> **Görev Tanımı**:
Kürt öykücülüğünü konu alan aşağıdaki metni, hiçbir kısmını atlamadan baştan sona aynen yazınız.

> **Metin Bölümü**:
"""
Basından

Sözlü Anlatımdan Yazıya: Kürt Öykücülüğü
Sözlü Anlatımdan Yazıya: Kürt Öykücülüğü
Murat Barin

Dil, yazılı edebiyatı oluşturmak için sözlü kültürden bulduklarını kullanır. Kürt sözlü geleneği,  ki çok uzun bir geçmişe sahiptir, yerini yazılı edebiyata bırakma sürecinde emin adımlarla ilerliyor.
   
Sözlü geleneklerin uzunca bir zaman toplumsal alanda etkili olması ve modernitenin Kürtlerin yaşadığı coğrafyaya göreceli olarak geç girmesi, masalların ve halk hikâyelerinin tuttuğu yeri daha önemli kılmıştır yazılı Kürt edebiyatında. Kürtçede çîrok diyebileceğimiz bu oldukça zengin anlatı türü, Kürt sözlü edebiyatında oldukça büyük bir yere sahiptir. Hemen her Kürt çocuğu, yörelere göre farklılık gösterse de annelerimizden, ninelerimizden yaşamları boyunca çîrokdinlemiş, çîroklarla büyümüştür.
"""
> **Veri Kesiti**:
"""
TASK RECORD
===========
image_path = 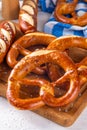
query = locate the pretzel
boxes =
[7,50,79,109]
[54,0,87,26]
[7,32,56,68]
[47,36,87,86]
[19,0,38,33]
[0,20,16,63]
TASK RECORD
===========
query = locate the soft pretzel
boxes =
[19,0,38,33]
[7,32,56,68]
[54,0,87,26]
[0,20,16,63]
[7,50,79,109]
[47,36,87,85]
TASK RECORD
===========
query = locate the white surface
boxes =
[0,1,87,130]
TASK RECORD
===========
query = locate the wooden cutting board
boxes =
[0,64,87,127]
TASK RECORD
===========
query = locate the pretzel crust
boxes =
[54,0,87,26]
[7,50,79,109]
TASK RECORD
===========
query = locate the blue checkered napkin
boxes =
[44,0,87,37]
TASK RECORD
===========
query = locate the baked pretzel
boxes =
[0,20,16,63]
[7,32,56,68]
[19,0,38,33]
[7,50,79,109]
[47,36,87,85]
[54,0,87,26]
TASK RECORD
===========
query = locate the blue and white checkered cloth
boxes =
[39,0,87,37]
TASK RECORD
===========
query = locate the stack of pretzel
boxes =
[0,0,87,110]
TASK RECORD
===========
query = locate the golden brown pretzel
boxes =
[54,0,87,26]
[7,50,79,109]
[19,0,38,33]
[0,20,16,63]
[47,36,87,85]
[7,32,56,68]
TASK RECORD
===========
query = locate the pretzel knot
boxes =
[7,50,79,109]
[47,36,87,86]
[54,0,87,26]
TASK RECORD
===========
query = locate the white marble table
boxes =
[0,1,87,130]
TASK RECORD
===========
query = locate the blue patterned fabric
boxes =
[39,0,87,37]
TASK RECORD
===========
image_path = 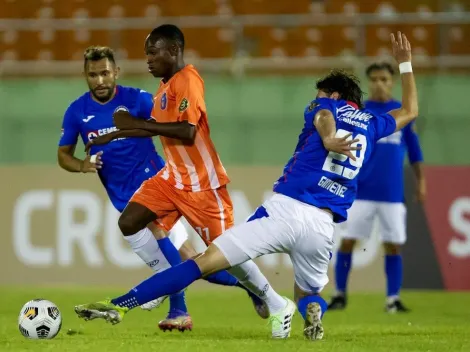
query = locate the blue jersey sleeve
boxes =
[304,98,336,126]
[374,114,397,141]
[59,105,80,147]
[403,122,423,164]
[138,90,153,120]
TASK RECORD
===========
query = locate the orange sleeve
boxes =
[175,74,205,125]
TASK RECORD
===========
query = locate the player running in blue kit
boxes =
[75,33,418,340]
[58,46,267,330]
[328,63,426,313]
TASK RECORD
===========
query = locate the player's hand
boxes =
[390,32,411,64]
[415,180,426,203]
[113,111,145,130]
[323,133,362,160]
[80,151,103,173]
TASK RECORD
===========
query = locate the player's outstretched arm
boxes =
[85,129,154,152]
[113,111,196,142]
[389,32,418,131]
[313,109,361,160]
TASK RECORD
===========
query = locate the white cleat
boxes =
[269,297,297,339]
[140,296,168,310]
[304,303,324,341]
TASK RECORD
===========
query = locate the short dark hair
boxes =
[147,24,184,51]
[317,70,364,109]
[83,45,116,69]
[366,62,395,77]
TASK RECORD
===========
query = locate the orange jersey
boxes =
[152,65,230,192]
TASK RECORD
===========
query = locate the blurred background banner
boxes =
[0,0,470,291]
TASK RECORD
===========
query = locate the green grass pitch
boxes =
[0,287,470,352]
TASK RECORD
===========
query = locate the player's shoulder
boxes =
[364,99,401,112]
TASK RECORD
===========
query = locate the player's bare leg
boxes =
[328,238,356,310]
[384,242,409,313]
[118,201,193,331]
[294,284,326,341]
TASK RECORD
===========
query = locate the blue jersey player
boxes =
[58,46,267,331]
[75,33,418,340]
[329,63,426,313]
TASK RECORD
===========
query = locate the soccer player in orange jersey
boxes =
[84,25,295,336]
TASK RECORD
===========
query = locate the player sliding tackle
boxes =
[58,46,268,331]
[75,32,418,340]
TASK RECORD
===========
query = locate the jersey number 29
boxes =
[322,129,367,180]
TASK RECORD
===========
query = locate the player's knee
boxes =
[118,213,141,236]
[339,238,356,253]
[384,243,401,255]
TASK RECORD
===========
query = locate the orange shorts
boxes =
[130,175,233,245]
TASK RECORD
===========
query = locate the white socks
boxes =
[228,260,287,314]
[124,227,171,273]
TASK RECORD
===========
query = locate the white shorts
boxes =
[338,200,406,244]
[213,194,334,293]
[168,220,188,249]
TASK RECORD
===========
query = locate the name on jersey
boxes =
[318,176,348,198]
[336,105,374,130]
[88,126,120,141]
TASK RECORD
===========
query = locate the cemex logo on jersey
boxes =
[336,105,373,130]
[114,105,129,112]
[377,130,403,144]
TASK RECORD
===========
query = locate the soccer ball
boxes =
[18,299,62,339]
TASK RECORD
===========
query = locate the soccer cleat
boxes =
[304,303,324,341]
[385,299,410,314]
[247,291,269,319]
[140,296,168,310]
[269,297,297,339]
[75,299,129,325]
[158,309,193,332]
[328,295,348,310]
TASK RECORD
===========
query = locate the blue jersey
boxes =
[357,100,423,203]
[59,86,164,211]
[273,98,396,222]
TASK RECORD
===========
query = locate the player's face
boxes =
[85,59,118,103]
[369,70,393,101]
[145,39,176,77]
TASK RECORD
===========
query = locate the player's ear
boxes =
[170,44,179,56]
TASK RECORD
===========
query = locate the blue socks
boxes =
"""
> **Yazılı Yanıt**:
Basından

Sözlü Anlatımdan Yazıya: Kürt Öykücülüğü
Sözlü Anlatımdan Yazıya: Kürt Öykücülüğü
Murat Barin

Dil, yazılı edebiyatı oluşturmak için sözlü kültürden bulduklarını kullanır. Kürt sözlü geleneği,  ki çok uzun bir geçmişe sahiptir, yerini yazılı edebiyata bırakma sürecinde emin adımlarla ilerliyor.
   
Sözlü geleneklerin uzunca bir zaman toplumsal alanda etkili olması ve modernitenin Kürtlerin yaşadığı coğrafyaya göreceli olarak geç girmesi, masalların ve halk hikâyelerinin tuttuğu yeri daha önemli kılmıştır yazılı Kürt edebiyatında. Kürtçede çîrok diyebileceğimiz bu oldukça zengin anlatı türü, Kürt sözlü edebiyatında oldukça büyük bir yere sahiptir. Hemen her Kürt çocuğu, yörelere göre farklılık gösterse de annelerimizden, ninelerimizden yaşamları boyunca çîrokdinlemiş, çîroklarla büyümüştür.